_Your goal:_ All material below is to be reproduced exactly.

_Listed entries:_

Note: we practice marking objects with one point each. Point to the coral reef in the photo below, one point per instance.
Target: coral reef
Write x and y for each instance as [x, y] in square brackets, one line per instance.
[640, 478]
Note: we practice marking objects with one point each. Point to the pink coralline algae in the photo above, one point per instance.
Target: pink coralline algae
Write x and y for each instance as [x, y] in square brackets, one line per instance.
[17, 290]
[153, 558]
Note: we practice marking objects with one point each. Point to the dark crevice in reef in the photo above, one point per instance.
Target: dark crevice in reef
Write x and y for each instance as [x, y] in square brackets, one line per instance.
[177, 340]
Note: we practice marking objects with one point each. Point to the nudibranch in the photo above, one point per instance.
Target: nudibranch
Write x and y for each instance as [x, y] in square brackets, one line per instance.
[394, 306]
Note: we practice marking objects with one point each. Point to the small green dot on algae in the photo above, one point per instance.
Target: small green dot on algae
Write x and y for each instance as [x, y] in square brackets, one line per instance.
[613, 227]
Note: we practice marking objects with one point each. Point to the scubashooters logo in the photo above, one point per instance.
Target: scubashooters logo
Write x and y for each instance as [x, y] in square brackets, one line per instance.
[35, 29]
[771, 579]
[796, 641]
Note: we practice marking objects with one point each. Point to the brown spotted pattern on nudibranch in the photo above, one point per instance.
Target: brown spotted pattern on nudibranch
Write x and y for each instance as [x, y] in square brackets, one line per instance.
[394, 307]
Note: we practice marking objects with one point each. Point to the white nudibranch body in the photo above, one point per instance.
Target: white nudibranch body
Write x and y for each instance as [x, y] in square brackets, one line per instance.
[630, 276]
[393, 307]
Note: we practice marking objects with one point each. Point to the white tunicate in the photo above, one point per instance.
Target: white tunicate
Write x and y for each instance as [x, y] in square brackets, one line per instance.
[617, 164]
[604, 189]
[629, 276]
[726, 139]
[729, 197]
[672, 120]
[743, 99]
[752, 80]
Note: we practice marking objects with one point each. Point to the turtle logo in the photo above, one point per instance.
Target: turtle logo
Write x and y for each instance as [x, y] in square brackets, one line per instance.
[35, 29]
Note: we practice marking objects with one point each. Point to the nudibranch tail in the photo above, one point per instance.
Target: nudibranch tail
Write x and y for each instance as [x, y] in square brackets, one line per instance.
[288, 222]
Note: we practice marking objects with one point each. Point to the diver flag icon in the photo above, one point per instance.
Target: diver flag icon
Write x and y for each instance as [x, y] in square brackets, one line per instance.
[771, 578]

_Written answer:_
Note: we practice marking objects with one point each. Point to the coral reef in the photo below, one point per instance.
Target: coral reef
Write x and y for each instance as [x, y] in square brackets, one line per instance.
[640, 478]
Note: we practice marking objects with one point each. Point to the pink coralline algae in the photo above, one point per instance.
Target: pink coralline algae
Write x and y for each instance as [x, y] in square brackets, one line per instance.
[17, 290]
[153, 558]
Note: we practice marking objects with one point each. Point to the dark crevice in reef in the photo above, one point per instance.
Target: dark crevice in reef
Write x and y for each instance as [x, y] in square brackets, one line per instance.
[177, 340]
Note: we practice marking objects with one point each. Point to the nudibranch in the photo above, one point per instance.
Target: nudibranch
Write x and y for each instance as [x, y] in square brackets, one line per instance.
[394, 306]
Note: we practice marking objects with one point each. Point to the small green dot on algae in the photo above, one point per instance.
Target: small green dot on algae
Write x and y for each instance as [x, y] in square brackets, one line per instance.
[613, 227]
Note: we practice marking objects with one point each. Point to the scubashooters logo in the photo above, one point per instance.
Target: scubashooters logo
Write x and y for each instance as [x, y] in square brackets, one line per instance.
[35, 29]
[771, 579]
[796, 641]
Note: we practice marking objects with one point each. Point to the brown spotted pattern on nudibranch in the photo above, one point per instance.
Target: brown spotted pattern on nudibranch
Write x and y for each instance as [x, y] in square brackets, one line per instance.
[394, 307]
Note: we practice marking objects with one point each. Point to the white nudibranch body in the photo above, one point per instance.
Target: white nudibranch body
Write x and y for each instance as [x, y] in square brackets, one line per instance.
[630, 276]
[393, 307]
Note: we practice marking objects with one point each. Point to the white tunicate in the photo above, one point per instance.
Target: white tunicate
Write x and y for each instance as [x, y] in square brackets, one line per instance.
[617, 164]
[604, 189]
[629, 276]
[726, 139]
[729, 197]
[672, 120]
[743, 99]
[752, 80]
Note: we practice marking objects with one point each. Point to the turtle logo in the photo above, one point per instance.
Target: turtle logo
Write x and y for each instance as [x, y] in square brackets, one line per instance.
[35, 29]
Note: we practice marking objects with one point each. Point to the nudibranch tail in the photo above, one point per instance.
Target: nudibranch tail
Write x and y for each instance as [x, y] in square brackets, one line per instance.
[288, 222]
Note: we practice marking objects with one point each. Point to the diver flag icon in the photo above, one point per instance.
Target: diver flag icon
Write x and y for each instance as [x, y] in square brackets, one line per instance.
[771, 578]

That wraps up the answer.